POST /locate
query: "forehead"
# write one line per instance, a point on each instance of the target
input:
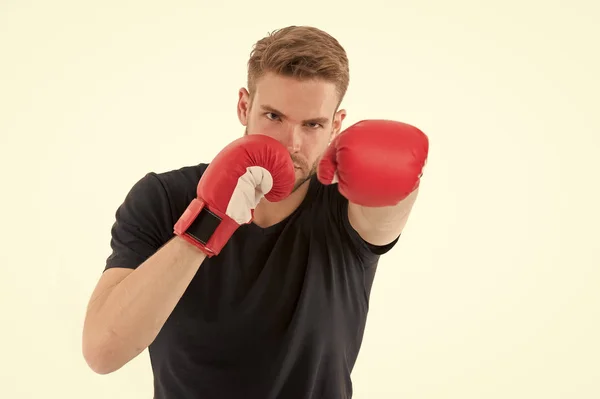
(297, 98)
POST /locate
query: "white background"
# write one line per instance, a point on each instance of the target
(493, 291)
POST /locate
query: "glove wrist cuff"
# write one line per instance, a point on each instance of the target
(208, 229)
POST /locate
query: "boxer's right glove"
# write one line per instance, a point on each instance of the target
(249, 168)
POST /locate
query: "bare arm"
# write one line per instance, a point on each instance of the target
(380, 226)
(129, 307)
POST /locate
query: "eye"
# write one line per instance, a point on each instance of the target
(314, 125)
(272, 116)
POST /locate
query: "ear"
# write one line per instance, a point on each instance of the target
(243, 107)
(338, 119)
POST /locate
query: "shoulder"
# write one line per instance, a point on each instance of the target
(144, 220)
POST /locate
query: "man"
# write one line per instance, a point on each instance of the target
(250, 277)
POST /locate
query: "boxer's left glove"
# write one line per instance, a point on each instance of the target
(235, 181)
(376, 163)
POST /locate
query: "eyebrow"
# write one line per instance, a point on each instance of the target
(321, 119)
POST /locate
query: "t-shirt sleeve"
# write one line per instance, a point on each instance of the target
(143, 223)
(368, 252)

# # # #

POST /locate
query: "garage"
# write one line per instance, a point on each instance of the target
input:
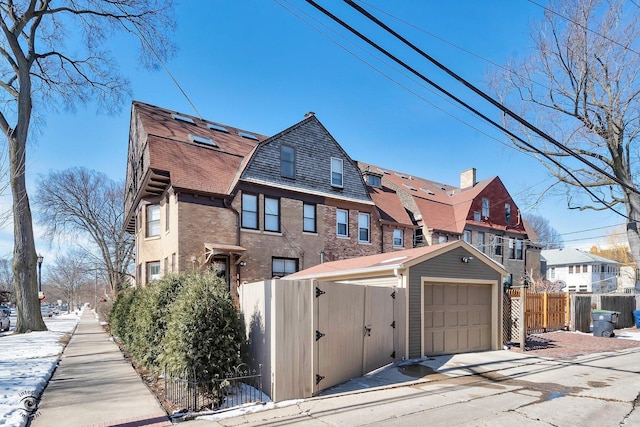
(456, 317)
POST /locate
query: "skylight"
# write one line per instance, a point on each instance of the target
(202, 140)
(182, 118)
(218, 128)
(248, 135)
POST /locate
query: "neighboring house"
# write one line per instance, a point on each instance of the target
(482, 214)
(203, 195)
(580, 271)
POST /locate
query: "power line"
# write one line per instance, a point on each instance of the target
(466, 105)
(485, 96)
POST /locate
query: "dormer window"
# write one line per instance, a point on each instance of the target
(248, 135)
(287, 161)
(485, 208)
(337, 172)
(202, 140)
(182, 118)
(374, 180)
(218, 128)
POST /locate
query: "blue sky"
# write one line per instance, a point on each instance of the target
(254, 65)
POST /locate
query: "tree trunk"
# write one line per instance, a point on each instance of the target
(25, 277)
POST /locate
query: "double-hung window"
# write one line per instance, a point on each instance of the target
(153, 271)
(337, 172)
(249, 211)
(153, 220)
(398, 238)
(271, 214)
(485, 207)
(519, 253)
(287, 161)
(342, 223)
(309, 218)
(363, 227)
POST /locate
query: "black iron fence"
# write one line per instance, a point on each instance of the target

# # # #

• [問題]
上のレコードのうち、文字列「boxer」を含む行をすべて抜き出してください。

• [解答]
query: "boxer's right glove"
query: "boxer's left glove"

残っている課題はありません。